THE EXERCISE — Rewrite the records from the beginning through the line containing "pixel 552 1069", swapping "wooden ruler" for "metal ruler" and keeping everything else the same. Omit the pictures from your answer.

[Saved entries]

# # # # #

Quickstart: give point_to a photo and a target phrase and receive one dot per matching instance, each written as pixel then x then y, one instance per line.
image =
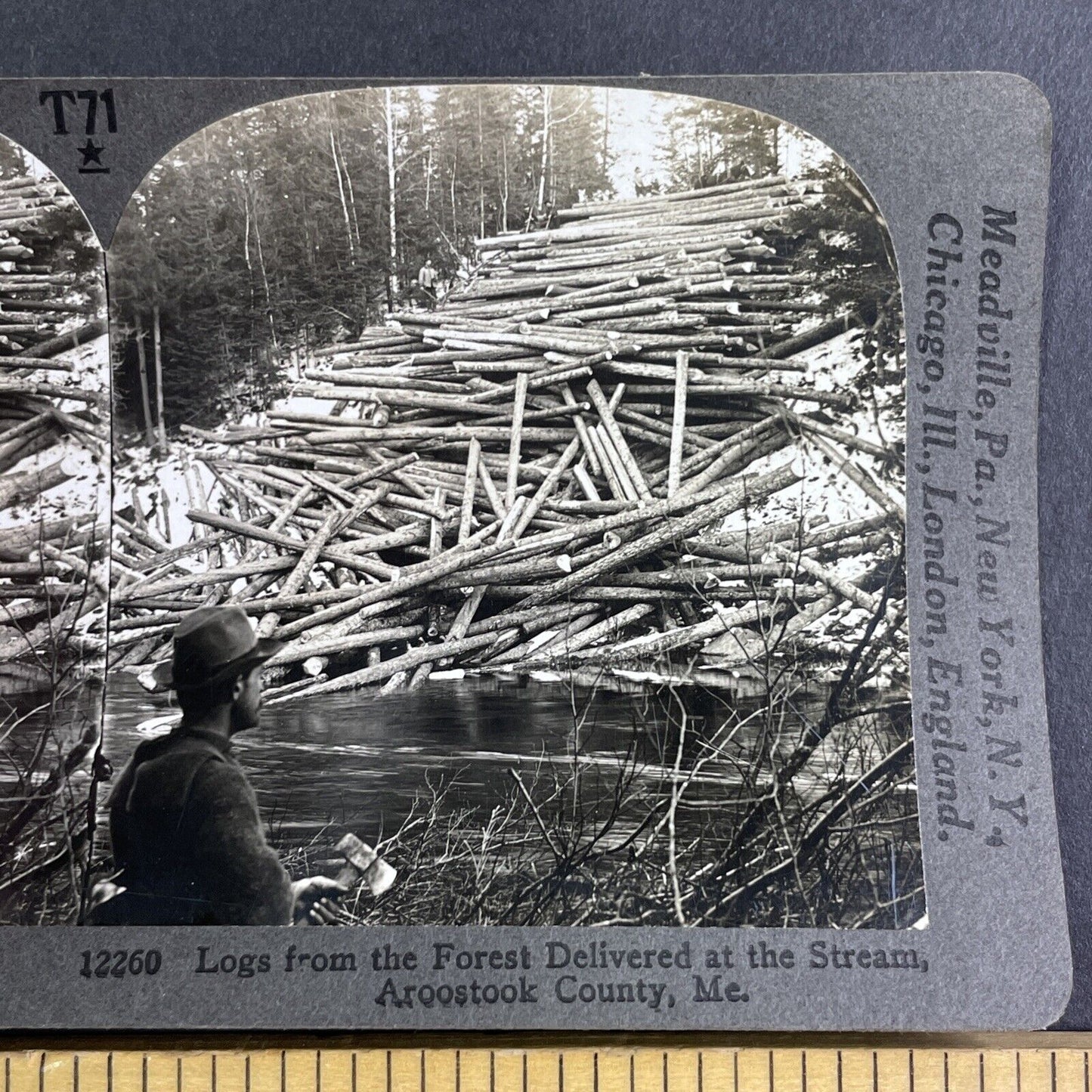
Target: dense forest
pixel 299 222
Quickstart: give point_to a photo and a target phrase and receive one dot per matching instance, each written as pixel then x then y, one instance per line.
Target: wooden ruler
pixel 552 1069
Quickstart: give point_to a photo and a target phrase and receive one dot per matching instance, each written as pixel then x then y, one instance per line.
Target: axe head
pixel 363 864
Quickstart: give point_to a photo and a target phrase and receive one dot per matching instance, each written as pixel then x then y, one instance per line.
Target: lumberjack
pixel 184 819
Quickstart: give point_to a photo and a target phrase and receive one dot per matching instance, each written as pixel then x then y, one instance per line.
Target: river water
pixel 348 761
pixel 363 763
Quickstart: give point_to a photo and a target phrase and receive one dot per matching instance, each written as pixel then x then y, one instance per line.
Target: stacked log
pixel 567 463
pixel 54 441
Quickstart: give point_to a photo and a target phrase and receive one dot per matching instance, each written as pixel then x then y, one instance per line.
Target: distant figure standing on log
pixel 184 826
pixel 427 281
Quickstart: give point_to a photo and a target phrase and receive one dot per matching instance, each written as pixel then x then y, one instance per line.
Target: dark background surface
pixel 1050 42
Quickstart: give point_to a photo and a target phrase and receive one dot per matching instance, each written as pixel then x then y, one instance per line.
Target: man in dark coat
pixel 184 826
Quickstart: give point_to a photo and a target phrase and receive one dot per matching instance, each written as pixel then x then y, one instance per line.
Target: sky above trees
pixel 299 222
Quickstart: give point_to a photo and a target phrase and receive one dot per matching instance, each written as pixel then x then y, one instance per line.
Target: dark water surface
pixel 360 763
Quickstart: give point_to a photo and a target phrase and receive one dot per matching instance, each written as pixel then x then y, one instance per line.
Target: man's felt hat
pixel 213 645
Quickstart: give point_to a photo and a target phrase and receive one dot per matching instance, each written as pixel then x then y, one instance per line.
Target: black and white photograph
pixel 508 523
pixel 54 460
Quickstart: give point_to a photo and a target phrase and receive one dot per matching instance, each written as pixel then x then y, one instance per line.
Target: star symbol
pixel 92 152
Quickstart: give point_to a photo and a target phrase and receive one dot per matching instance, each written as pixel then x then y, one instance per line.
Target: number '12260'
pixel 117 964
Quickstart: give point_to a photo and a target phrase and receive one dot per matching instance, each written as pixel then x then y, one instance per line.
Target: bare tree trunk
pixel 142 368
pixel 481 171
pixel 157 356
pixel 503 187
pixel 428 178
pixel 341 193
pixel 544 161
pixel 265 284
pixel 606 129
pixel 392 271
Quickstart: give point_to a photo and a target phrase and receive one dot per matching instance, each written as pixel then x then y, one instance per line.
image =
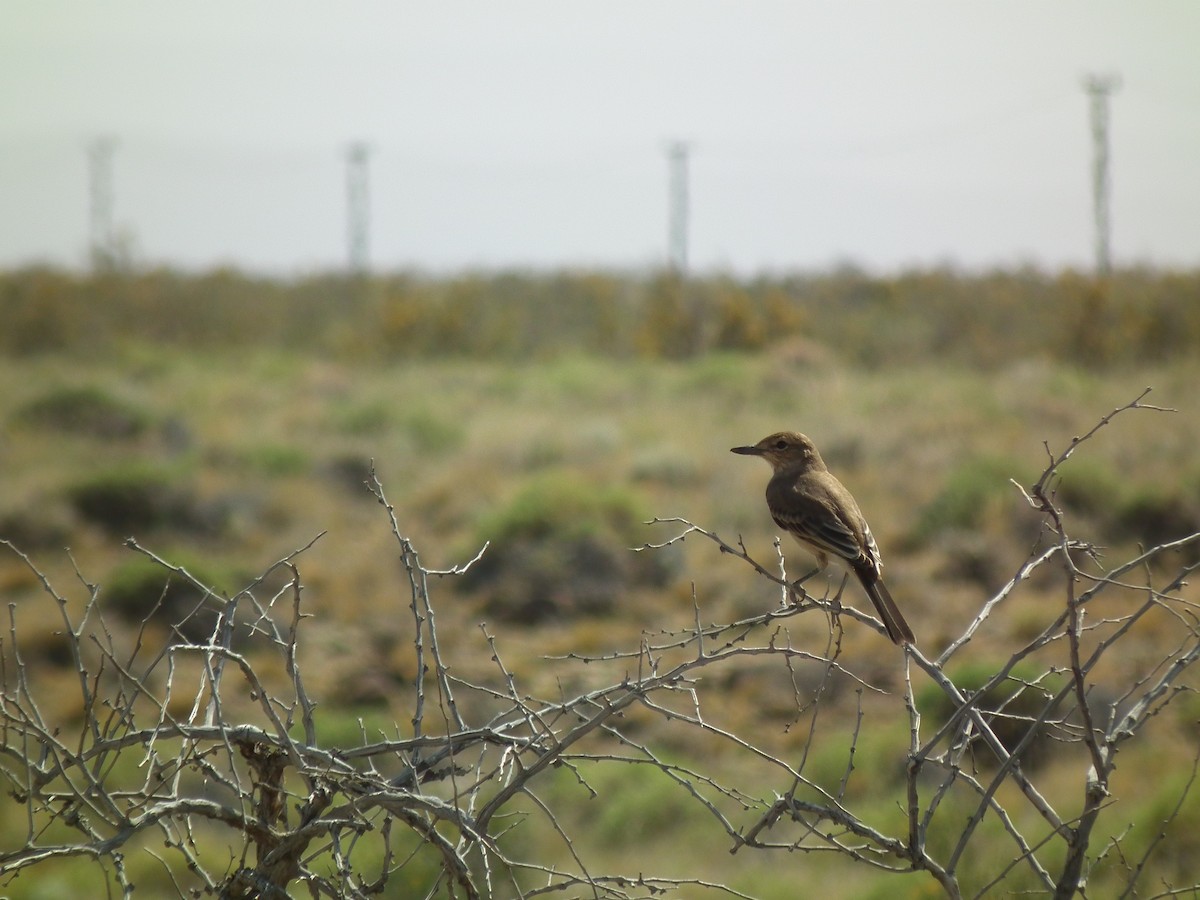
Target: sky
pixel 533 133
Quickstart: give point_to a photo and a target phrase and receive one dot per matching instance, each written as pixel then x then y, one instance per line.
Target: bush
pixel 89 412
pixel 142 591
pixel 1011 706
pixel 139 497
pixel 970 496
pixel 562 547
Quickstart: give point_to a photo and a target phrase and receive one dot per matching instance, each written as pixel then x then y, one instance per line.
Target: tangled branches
pixel 210 757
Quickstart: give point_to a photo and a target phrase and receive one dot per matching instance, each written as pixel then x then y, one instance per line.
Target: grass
pixel 468 448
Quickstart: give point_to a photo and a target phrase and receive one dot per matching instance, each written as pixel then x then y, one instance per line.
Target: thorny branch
pixel 181 749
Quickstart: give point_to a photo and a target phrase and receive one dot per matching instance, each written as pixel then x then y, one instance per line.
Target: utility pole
pixel 100 192
pixel 358 205
pixel 1098 89
pixel 677 209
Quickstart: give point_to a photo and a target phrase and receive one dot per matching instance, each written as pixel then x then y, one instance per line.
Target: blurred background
pixel 534 133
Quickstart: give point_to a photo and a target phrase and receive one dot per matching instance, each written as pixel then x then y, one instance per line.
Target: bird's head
pixel 785 450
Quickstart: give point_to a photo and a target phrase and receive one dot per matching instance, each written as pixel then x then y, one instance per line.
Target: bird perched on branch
pixel 816 509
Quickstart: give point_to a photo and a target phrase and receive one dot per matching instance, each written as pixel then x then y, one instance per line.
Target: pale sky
pixel 888 133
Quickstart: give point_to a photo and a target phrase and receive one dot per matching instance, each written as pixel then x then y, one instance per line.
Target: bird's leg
pixel 835 604
pixel 796 585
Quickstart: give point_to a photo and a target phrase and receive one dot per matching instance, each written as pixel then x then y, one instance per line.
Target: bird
pixel 809 503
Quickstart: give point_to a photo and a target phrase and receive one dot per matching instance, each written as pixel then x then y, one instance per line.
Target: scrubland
pixel 226 421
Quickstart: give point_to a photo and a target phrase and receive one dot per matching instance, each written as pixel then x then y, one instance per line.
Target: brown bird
pixel 816 509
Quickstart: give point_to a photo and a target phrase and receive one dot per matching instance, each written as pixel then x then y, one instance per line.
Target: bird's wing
pixel 823 529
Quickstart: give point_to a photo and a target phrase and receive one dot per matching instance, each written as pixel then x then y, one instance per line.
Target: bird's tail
pixel 898 629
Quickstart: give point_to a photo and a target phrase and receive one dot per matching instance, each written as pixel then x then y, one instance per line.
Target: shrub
pixel 141 591
pixel 970 496
pixel 562 547
pixel 141 497
pixel 90 412
pixel 1009 706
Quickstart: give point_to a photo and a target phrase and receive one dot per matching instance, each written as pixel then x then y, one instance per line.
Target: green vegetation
pixel 227 421
pixel 983 321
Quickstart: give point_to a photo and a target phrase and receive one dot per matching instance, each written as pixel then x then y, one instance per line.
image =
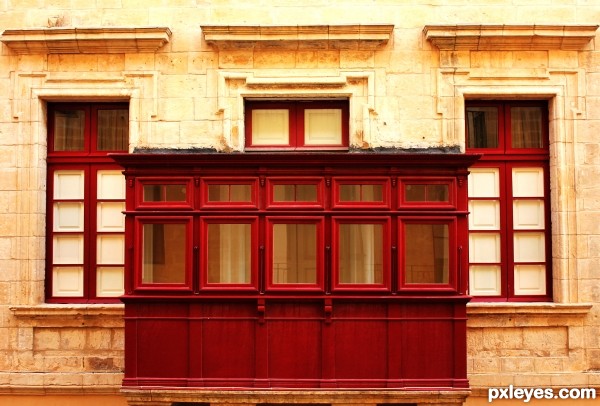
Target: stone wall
pixel 405 93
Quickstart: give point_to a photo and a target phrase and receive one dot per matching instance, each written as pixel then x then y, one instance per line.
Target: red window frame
pixel 450 286
pixel 328 215
pixel 205 284
pixel 506 158
pixel 187 284
pixel 90 160
pixel 296 134
pixel 141 203
pixel 384 182
pixel 338 285
pixel 272 182
pixel 428 203
pixel 319 284
pixel 229 205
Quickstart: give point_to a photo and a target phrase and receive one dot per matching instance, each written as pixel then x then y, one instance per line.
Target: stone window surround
pixel 561 87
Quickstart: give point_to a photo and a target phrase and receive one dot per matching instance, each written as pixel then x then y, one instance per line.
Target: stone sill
pixel 86 40
pixel 359 396
pixel 357 37
pixel 79 315
pixel 510 37
pixel 532 309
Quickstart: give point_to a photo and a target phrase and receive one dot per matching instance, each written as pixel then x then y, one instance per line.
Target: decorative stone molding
pixel 109 40
pixel 359 37
pixel 482 309
pixel 60 315
pixel 234 87
pixel 510 37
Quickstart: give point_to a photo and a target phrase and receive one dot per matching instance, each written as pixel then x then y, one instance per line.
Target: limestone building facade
pixel 416 77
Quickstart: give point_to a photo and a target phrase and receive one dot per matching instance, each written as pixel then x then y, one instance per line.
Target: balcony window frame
pixel 296 138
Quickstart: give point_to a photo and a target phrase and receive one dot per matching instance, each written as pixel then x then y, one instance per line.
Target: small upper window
pixel 297 124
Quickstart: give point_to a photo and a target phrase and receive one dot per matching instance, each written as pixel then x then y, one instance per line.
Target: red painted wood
pixel 256 337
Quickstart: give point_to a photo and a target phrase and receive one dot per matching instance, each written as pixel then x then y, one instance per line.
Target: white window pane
pixel 68 185
pixel 323 126
pixel 67 249
pixel 270 127
pixel 110 249
pixel 484 215
pixel 528 182
pixel 360 253
pixel 530 280
pixel 110 216
pixel 68 216
pixel 109 281
pixel 67 281
pixel 229 253
pixel 484 280
pixel 530 247
pixel 484 182
pixel 528 214
pixel 111 185
pixel 484 247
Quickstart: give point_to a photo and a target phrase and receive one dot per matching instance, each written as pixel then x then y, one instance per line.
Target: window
pixel 275 125
pixel 286 226
pixel 86 198
pixel 509 222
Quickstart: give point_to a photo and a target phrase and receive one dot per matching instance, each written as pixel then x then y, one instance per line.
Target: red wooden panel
pixel 294 343
pixel 162 348
pixel 227 349
pixel 361 343
pixel 428 348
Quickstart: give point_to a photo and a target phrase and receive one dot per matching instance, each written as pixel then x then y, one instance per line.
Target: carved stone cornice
pixel 86 40
pixel 510 37
pixel 358 36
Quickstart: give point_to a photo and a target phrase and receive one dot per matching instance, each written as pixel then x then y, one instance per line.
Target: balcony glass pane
pixel 164 256
pixel 294 253
pixel 427 258
pixel 360 253
pixel 229 253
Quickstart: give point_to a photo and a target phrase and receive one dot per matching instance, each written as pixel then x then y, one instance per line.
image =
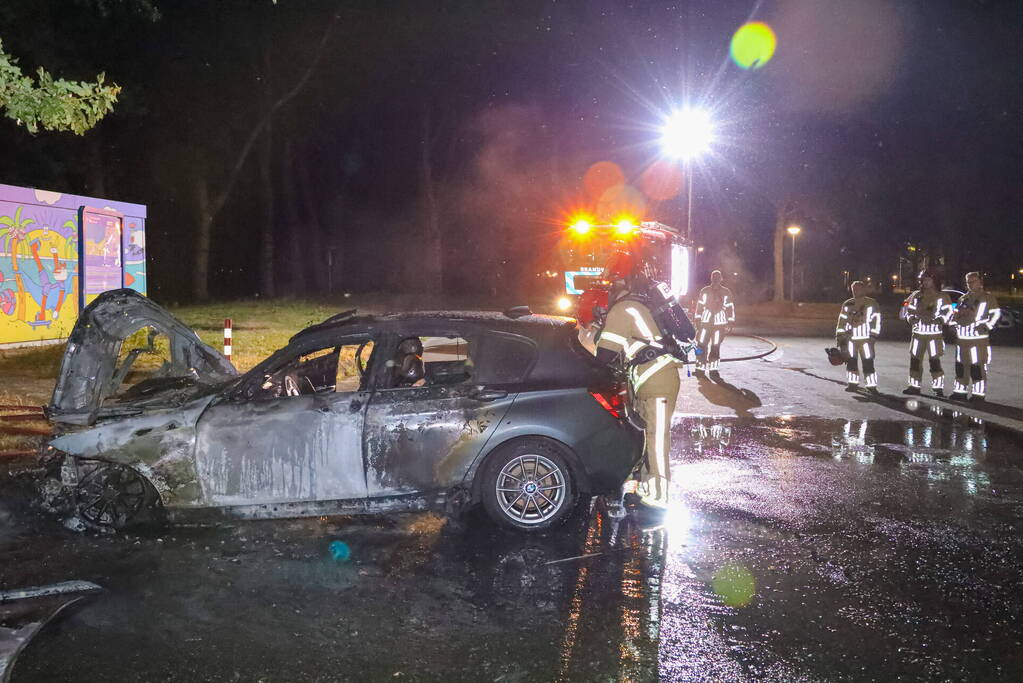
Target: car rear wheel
pixel 528 486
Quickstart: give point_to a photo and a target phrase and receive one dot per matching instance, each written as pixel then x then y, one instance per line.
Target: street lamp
pixel 686 134
pixel 793 230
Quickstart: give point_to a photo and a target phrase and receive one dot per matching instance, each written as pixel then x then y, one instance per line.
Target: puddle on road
pixel 795 549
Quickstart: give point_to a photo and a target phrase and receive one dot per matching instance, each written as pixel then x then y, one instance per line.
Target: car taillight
pixel 611 399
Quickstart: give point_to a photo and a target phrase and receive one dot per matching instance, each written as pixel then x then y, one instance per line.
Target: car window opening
pixel 431 361
pixel 144 355
pixel 332 369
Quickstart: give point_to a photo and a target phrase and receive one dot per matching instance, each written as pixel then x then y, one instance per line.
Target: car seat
pixel 408 367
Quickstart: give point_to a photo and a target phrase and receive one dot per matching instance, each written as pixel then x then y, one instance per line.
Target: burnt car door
pixel 423 436
pixel 293 431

# # # # #

COMPLETE OUTPUT —
Quickstart: give point_to a photo and a target phrase and receive one dot per matching instance, each written as pixel then x then y, one instance per line.
image =
Target: dense forest
pixel 299 222
Quickstart: give point_to a photo and a target phrase and receive one dot per matching instance, each written as pixel then x then y, one instance per line.
Target: metal ruler
pixel 552 1069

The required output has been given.